WORK TO COMPLETE: Pick up the article on Snooki's community service deal after its final sentence and keep writing it.
═══ TEXT SEGMENT ═══
There’s a diminutive young woman whose fashion sense is bad, but her conduct worse. Despite her funny-sounding nickname, she apparently isn’t always a barrel of laughs, resulting in her arrest in Seaside Heights, New Jersey. But don’t fret for poor Snooki, as 22 year old Nicole Polizzi is called. She’s cut a deal.
The pint-sized “Jersey Shore” star, sentenced to community service after pleading guilty to disturbing beachgoers this summer, has figured out how to finish fulfilling her punishment.
According to E! Online, she’ll sign autographs this weekend at the Seaside Heights Community Center and donate the proceeds.
“If people want an autograph, they will make a $10 contribution to Donations of Love,” Polizzi’s lawyer, Raymond Raya, told the site. “Nicole will also be making an additional contribution to the organization.”
Don’t jump to the obvious conclusion that Snooki, by dint of her celebrity, is getting off easy.
“It can be quite painful to sign autographs for three hours,” Raya told E!.
═══ DATASET EXTRACT ═══
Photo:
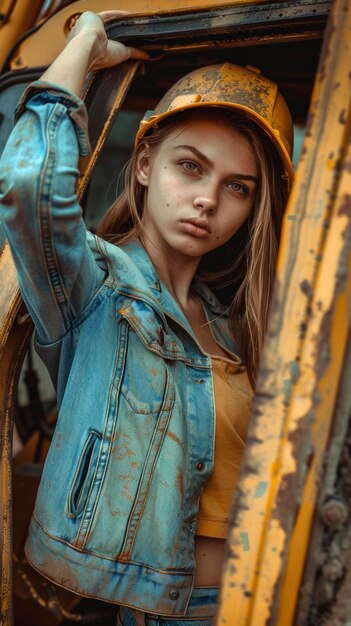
═══
EXERCISE ANSWER:
Tell me about it.
The Daily News article isn’t quite fair, however, in that Snooki was also required to spend the day cleaning the Seaside Heights police station and the animal cages at the Popcorn Park Zoo. Whether this is a better gig than picking of roadside trash is a matter for some debate, but it still falls within the parameters of a typical sentence, appropriate to the legitimate purposes of a conditional discharge of Snooki’s drunken boardwalk conduct.
The problem is that the hype was all about the autographs. It’s bad enough that reality television has found gold in the gutter, and offers enticing stars like Snooki, whose talents range from drinking alcohol to fighting with others. Shows like this are favored by those who spend their entire allowance to go see movies like Jackass 3D. Imagine the wonderful lessons learned about both the legal system and the consequences of behavior.
Ironically, the community service performed by poor Snooki might well have served to teach a relatively decent lesson, that even trashy reality TV stars are expected to behave themselves appropriately and play well with others, upon pain of performing such mundane and banal tasks as cleaning up animal poop and working at the Zoo. Instead, the media went for the sensational and misleading, turning what might have been a useful story into farce.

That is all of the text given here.